> _Supplied passage_
• • • • • • •

KENOSHA, Wis. (AP) ? David and Douglas Jensen were 8 and 3 years old respectively when their mother was poisoned and suffocated, leaving behind a note fingering her husband in her death.
Now nearly 10 years later, they are supporting their father, Mark Jensen, even writing a letter for his sentencing professing his innocence.
“We were, all of us, devastated at her loss, and the memory of him crying while holding his sons on his lap is one of my most vivid,” the pair wrote.
Judge Bruce Schroeder sentenced Mark Jensen, 48, to life in prison with no chance for parole, despite pleas from Jensen’s attorney Craig Albee to consider the sons’ wishes.
In an unusual show of emotion, Jensen’s chin quivered Wednesday as Albee read the letter from his sons. David Jensen sat in the gallery with Jensen’s wife, Kelly. Mark and Kelly Jensen were having an affair when Julie Jensen died. The two later married and had a son.
The brothers, who grew up with Kelly Jensen, said their father took care of them after the death of their “birth mother.” They described their father as supportive and loyal and said his greatest concern was his family’s well being, even during the seven-week trial. They asked the judge that their father “be eligible for parole as soon as possible.”
“We love you dad,” they wrote.
Mark Jensen trembled slightly as the sentence was read but did not cry. He had been found guilty last week of first-degree intentional homicide, a crime that carries a mandatory sentence of life in prison. Only the decision on whether he was eligible for parole was left to the judge.
The judge asked Jensen if he wished to comment before the sentence.
“No thank you, your honor,” he said.
Julie Jensen, 40, was found dead in her home on Dec. 3, 1998, after being sick for a few days. Prosecutors said she was poisoned with antifreeze and then suffocated.
Mark Jensen claimed his wife was depressed and killed herself, framing him for her death.

• • • • • • •

> _To be done_
A – According to the sentencing article, on what date was Julie Jensen found dead in her home?
B – Name every person the sentencing article mentions by name.
C – Please retype the sentencing article's text from "Now nearly 10" down to "the sons’ wishes.".

(Point labeling examples)
• • • • • • •

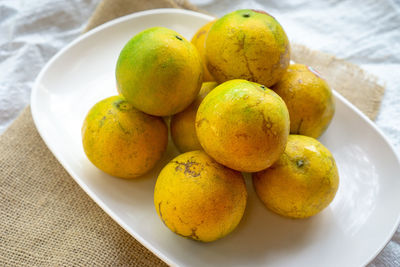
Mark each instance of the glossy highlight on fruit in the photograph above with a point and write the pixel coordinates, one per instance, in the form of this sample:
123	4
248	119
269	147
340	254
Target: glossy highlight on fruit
243	125
159	72
302	182
198	198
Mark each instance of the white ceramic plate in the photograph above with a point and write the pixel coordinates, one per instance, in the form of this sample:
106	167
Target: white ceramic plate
350	232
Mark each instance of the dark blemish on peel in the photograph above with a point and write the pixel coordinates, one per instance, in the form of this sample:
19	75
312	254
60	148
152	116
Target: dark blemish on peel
101	122
316	73
300	163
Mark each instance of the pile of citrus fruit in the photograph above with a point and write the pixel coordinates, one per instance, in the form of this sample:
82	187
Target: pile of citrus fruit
235	104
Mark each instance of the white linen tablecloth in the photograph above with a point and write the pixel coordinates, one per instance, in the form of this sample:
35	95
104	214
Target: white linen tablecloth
366	33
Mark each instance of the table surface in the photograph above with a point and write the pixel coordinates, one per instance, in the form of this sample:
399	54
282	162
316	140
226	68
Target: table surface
362	32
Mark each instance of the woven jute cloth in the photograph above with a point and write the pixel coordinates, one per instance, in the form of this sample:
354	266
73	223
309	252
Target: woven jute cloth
46	219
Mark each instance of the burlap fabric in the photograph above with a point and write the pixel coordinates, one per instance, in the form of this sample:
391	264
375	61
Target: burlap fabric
47	220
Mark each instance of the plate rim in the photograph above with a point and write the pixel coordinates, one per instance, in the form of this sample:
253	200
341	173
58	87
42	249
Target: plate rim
97	200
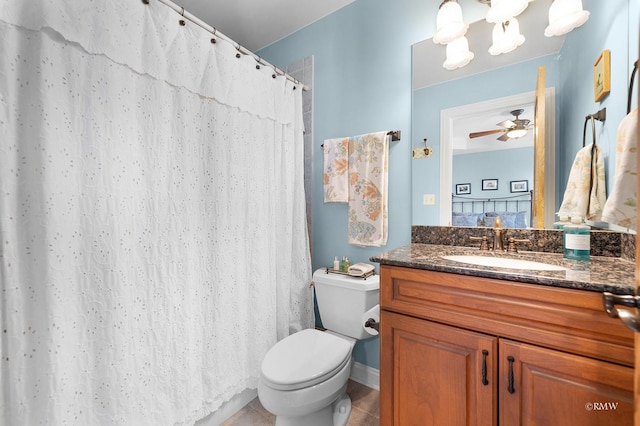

• • • • • • •

> _Worked answers_
A – Dec. 3, 1998

B – David Jensen, Douglas Jensen, Mark Jensen, Bruce Schroeder, Craig Albee, Kelly Jensen, Julie Jensen

C –
Now nearly 10 years later, they are supporting their father, Mark Jensen, even writing a letter for his sentencing professing his innocence.
“We were, all of us, devastated at her loss, and the memory of him crying while holding his sons on his lap is one of my most vivid,” the pair wrote.
Judge Bruce Schroeder sentenced Mark Jensen, 48, to life in prison with no chance for parole, despite pleas from Jensen’s attorney Craig Albee to consider the sons’ wishes.